#### [Assignment]
All of the data must be retyped exactly, with nothing left out.

#### [Provided records]
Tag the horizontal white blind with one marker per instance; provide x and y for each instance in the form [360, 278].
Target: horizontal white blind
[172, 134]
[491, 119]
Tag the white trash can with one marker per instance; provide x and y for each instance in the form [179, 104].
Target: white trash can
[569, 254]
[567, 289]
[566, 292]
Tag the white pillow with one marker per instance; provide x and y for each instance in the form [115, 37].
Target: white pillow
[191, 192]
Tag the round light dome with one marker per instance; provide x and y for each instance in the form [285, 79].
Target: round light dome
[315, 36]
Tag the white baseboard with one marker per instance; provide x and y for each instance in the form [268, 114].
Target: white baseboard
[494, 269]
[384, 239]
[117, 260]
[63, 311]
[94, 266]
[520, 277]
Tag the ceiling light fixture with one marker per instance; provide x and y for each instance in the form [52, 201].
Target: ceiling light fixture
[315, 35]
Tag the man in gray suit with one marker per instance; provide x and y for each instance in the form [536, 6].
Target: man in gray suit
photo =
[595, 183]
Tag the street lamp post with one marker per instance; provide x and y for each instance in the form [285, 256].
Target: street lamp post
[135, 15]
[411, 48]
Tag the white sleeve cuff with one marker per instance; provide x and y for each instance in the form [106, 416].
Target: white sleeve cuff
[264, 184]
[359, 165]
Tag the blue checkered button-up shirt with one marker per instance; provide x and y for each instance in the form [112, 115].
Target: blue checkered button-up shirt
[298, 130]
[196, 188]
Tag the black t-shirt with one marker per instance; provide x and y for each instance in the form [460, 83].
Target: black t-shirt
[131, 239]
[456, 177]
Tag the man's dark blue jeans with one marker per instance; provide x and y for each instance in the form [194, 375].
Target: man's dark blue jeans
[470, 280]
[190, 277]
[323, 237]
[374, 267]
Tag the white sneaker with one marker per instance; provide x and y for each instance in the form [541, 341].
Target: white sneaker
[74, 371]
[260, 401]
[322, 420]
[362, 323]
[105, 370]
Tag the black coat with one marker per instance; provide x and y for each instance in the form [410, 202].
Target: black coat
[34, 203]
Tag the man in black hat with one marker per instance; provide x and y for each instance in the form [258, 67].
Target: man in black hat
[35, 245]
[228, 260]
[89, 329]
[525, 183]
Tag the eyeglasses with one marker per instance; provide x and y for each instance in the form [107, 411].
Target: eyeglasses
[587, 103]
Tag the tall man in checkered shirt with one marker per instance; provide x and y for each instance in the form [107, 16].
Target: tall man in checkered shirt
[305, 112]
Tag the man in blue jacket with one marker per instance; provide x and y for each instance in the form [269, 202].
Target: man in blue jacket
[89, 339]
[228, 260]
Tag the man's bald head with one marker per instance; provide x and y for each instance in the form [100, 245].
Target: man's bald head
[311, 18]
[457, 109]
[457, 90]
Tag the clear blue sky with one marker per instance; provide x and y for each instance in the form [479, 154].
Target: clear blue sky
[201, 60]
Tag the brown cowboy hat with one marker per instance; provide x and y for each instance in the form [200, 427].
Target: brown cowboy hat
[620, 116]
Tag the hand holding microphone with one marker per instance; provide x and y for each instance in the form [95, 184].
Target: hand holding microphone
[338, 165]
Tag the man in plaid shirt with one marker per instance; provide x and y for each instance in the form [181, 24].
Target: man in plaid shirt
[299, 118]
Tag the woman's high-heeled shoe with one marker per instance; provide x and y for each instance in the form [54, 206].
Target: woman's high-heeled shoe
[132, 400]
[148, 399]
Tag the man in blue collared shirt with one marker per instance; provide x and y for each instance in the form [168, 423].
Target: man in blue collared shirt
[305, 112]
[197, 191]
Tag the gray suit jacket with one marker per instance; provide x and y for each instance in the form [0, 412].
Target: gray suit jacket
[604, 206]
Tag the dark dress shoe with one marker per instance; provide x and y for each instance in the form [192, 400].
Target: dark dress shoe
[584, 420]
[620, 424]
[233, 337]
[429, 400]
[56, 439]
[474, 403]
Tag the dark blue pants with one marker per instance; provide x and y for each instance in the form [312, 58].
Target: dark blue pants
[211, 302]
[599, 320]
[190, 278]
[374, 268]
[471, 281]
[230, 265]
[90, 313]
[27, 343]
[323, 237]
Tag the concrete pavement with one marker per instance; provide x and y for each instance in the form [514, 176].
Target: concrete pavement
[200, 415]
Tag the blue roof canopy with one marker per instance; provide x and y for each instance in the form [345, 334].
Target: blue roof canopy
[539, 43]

#### [Written response]
Tag the horizontal white blind with one marker per instance; provide x and y for each instance in the form [360, 278].
Target: horizontal white blind
[172, 134]
[491, 119]
Tag the white trash can with one marker per instance; provide x and y for each instance in the form [179, 104].
Target: white trash can
[569, 254]
[567, 289]
[566, 292]
Tag the white pillow with one marker per instance; provide x and y for each instance in the form [115, 37].
Target: white pillow
[191, 192]
Tag the round light dome with one marker per instance; provide x and y for each instance in the form [285, 79].
Target: round light dome
[315, 36]
Tag the white baseboard with one marker per instance; provide x and y for each instance in the form [268, 114].
Target: white baseboard
[494, 269]
[384, 239]
[117, 260]
[63, 311]
[94, 266]
[520, 277]
Tag the ceiling light fixture with one marker per instance; provide x and y for each instance in the form [52, 201].
Target: ceiling light fixture
[315, 35]
Tag the man in gray suit with one marker per instance; provide x and y for each instance in the form [536, 6].
Target: man in gray suit
photo =
[595, 183]
Tag the street lamp post with one marker per instance; provide x and y for each instance in the form [285, 256].
Target: street lamp post
[135, 15]
[411, 48]
Tag the white sleeve cuff with one marker per instance; provide x and y for each instance in the form [106, 416].
Target: white sleeve cuff
[264, 184]
[359, 165]
Tag the blue checkered button-up shirt with one marker per instance; provide x and y for each instance in the form [112, 115].
Target: blue checkered button-up shirt
[298, 130]
[196, 188]
Tag the black t-shirt with one marker per instance; provide x and y for each instance in the form [460, 83].
Target: black t-shirt
[131, 239]
[456, 177]
Tag the man's dark blue jeans with one marker per instance; provide x and y for each instance in the form [194, 375].
Target: man's dark blue jeans
[470, 280]
[190, 277]
[323, 237]
[374, 267]
Tag the white sneaker with one marker per instance; provide x and y for each instance in the form [541, 341].
Target: white sneaker
[74, 371]
[260, 401]
[322, 420]
[362, 323]
[105, 370]
Tag the black coat with one marker per instance; provide x and y for each instance in the form [410, 202].
Target: black coat
[34, 203]
Tag the man in black hat with one marker per instance; provide x and y for each instance in the form [258, 67].
Target: man in black hat
[35, 245]
[228, 260]
[89, 329]
[525, 183]
Tag the eyeglasses with one marker per instance; provide x and y for each instance in the form [107, 411].
Target: eyeglasses
[587, 103]
Tag the tall man in checkered shirt with one marker per instance; provide x and y for each instance in the form [107, 16].
Target: tall man in checkered shirt
[305, 112]
Tag the man in blue jacket with one marker per instance; provide x and y for each instance in the form [269, 202].
Target: man in blue jacket
[89, 339]
[228, 260]
Tag the man's bald head with one marker per instance; provide x and y for each instance in the form [100, 245].
Target: man's bald head
[311, 18]
[457, 109]
[457, 90]
Tag the clear blue sky with one marker per instance; provide x and y for each instance in the form [479, 154].
Target: clear blue sky
[201, 60]
Tag the brown cowboy hat with one marker per instance; provide x and y for each instance in the form [200, 427].
Target: brown cowboy hat
[620, 116]
Tag the hand holding microphone with one marker per instance; provide x and y for each instance in the form [95, 184].
Target: hand holding microphone
[338, 165]
Tag the man in plaid shirt with one marker per instance; provide x and y for each instance in the form [181, 24].
Target: man in plaid shirt
[299, 118]
Tag the woman's high-heeled shoe with one marker per instance; provide x and y for each instance in the form [54, 206].
Target: woman's high-heeled shoe
[132, 400]
[148, 399]
Tag the man in blue collared shirt with one marker per instance; provide x and y for each instance in the form [168, 423].
Target: man in blue collared shirt
[305, 112]
[197, 191]
Tag the gray suit jacket with one marker per instance; provide x and y for each instance in the form [0, 412].
Target: gray suit jacket
[604, 206]
Tag the dark dress shoe with one marker per instance; provide x and y for each instance in the form [192, 400].
Target: dark dress shoe
[584, 420]
[620, 424]
[233, 337]
[429, 400]
[56, 439]
[474, 403]
Tag the dark blue pants with one marker per instance; provide x and y for each instance in the form [312, 58].
Target: dark blue pants
[211, 302]
[599, 320]
[190, 278]
[374, 268]
[471, 281]
[230, 265]
[90, 313]
[27, 343]
[323, 237]
Tag the concrete pavement with one marker per instance; provide x and y for each instance in the form [514, 176].
Target: concrete pavement
[200, 415]
Tag the blue roof canopy with one marker per instance; provide x and y for each instance in the form [345, 334].
Target: blue roof canopy
[539, 43]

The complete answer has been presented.